Search term "green": please copy every line of the records below that contains it.

* * * * * * * * *

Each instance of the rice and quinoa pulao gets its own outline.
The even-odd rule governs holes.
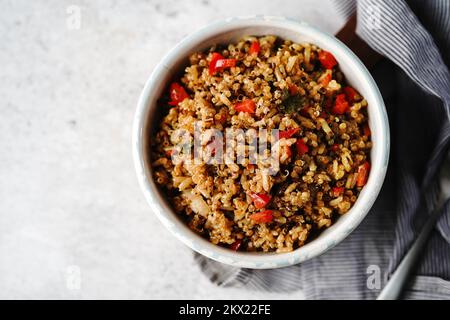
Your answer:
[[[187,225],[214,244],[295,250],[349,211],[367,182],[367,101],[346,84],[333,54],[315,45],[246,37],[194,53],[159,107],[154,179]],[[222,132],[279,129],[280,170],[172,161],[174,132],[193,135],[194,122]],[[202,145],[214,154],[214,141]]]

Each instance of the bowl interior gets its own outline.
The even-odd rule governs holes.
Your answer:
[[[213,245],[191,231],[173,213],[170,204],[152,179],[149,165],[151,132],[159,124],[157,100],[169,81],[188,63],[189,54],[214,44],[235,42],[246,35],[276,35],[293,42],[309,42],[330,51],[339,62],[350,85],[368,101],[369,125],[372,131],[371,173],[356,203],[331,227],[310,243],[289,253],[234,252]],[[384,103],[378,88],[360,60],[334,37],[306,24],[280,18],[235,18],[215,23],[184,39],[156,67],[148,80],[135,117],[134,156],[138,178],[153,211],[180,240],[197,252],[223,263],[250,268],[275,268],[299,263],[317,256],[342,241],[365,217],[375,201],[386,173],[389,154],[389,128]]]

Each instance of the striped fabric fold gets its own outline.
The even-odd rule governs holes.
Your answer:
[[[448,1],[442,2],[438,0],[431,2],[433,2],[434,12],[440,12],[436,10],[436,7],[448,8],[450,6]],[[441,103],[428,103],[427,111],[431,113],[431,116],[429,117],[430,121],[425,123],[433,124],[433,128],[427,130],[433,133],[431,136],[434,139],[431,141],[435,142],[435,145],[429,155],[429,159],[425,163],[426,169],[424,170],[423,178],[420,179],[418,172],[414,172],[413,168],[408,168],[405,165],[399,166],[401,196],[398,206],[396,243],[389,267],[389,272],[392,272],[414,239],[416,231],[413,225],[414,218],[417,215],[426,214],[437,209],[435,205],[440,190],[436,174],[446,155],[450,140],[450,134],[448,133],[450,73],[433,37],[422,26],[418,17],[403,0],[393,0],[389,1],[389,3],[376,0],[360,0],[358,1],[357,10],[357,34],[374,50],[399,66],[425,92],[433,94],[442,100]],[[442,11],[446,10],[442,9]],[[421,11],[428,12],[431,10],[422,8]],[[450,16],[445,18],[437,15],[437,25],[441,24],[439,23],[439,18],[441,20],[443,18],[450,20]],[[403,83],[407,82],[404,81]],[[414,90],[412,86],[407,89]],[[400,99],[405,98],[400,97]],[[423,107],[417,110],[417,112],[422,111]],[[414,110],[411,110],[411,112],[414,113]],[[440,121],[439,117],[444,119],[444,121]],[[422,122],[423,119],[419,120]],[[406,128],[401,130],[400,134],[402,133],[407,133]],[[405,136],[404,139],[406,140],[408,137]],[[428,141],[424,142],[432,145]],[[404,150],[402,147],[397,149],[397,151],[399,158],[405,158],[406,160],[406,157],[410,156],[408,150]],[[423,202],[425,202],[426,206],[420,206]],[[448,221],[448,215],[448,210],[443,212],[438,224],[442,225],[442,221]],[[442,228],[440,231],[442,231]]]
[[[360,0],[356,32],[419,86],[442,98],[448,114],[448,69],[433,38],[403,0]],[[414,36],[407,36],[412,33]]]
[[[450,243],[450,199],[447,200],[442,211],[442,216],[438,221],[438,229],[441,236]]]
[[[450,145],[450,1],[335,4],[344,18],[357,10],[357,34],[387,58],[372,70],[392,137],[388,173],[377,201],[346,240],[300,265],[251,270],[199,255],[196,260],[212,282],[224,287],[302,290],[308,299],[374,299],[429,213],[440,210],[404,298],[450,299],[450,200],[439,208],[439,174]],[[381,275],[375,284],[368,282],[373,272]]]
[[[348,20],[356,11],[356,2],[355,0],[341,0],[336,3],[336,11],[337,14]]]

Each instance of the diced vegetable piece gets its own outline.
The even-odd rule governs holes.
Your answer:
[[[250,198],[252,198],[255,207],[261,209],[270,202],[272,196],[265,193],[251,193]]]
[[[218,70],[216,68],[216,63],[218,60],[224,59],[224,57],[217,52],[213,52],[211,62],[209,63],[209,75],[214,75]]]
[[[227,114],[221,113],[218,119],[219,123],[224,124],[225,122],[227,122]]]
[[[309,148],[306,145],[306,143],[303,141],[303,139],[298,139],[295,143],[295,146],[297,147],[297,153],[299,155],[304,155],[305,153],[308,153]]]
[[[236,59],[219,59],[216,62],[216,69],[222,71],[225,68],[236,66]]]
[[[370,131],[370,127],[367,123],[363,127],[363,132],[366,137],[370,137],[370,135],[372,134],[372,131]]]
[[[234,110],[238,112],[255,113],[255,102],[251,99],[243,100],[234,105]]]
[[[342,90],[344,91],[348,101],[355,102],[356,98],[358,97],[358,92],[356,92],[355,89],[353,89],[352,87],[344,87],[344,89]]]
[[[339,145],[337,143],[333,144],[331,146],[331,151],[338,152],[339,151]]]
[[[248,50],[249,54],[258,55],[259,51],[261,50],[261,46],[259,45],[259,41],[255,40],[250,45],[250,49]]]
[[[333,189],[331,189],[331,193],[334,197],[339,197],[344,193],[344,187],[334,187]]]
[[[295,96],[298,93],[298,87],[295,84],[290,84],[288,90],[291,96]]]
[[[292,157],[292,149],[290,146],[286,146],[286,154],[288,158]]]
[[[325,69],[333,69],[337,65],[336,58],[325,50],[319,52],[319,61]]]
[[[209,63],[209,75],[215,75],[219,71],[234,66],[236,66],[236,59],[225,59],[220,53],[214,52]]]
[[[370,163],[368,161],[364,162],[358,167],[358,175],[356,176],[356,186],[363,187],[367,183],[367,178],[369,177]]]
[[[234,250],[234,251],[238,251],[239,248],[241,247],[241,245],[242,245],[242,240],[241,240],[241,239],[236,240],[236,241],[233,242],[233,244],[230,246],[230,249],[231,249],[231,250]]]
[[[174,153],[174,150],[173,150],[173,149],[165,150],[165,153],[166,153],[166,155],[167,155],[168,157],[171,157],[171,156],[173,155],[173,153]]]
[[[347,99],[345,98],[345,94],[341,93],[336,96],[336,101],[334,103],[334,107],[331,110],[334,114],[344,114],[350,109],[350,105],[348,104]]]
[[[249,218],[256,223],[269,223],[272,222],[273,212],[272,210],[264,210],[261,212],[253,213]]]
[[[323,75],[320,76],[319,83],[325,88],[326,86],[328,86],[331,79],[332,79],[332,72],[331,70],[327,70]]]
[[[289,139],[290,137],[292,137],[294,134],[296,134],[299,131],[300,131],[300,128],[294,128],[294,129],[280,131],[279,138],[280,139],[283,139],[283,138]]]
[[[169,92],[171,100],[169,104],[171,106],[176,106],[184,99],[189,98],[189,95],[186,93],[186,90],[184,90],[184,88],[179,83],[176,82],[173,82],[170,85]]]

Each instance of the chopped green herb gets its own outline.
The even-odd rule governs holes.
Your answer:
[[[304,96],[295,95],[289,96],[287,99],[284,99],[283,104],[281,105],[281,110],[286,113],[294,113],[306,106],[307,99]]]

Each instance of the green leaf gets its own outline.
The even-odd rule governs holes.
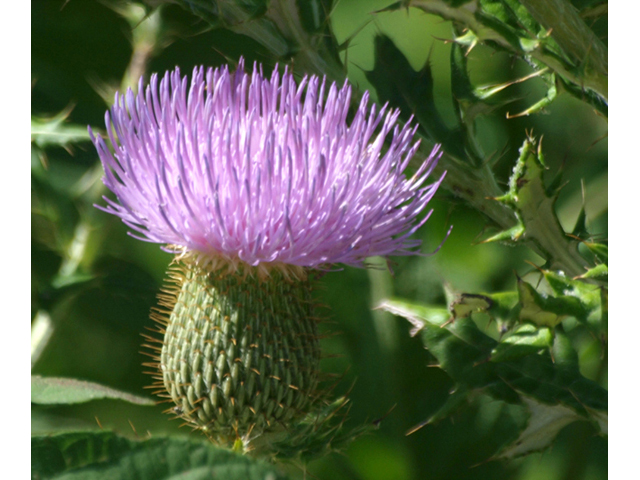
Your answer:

* * * * * * * * *

**TASK RESULT**:
Each instance of the chopped green herb gets its own outline.
Each instance of the green leaf gets its own outline.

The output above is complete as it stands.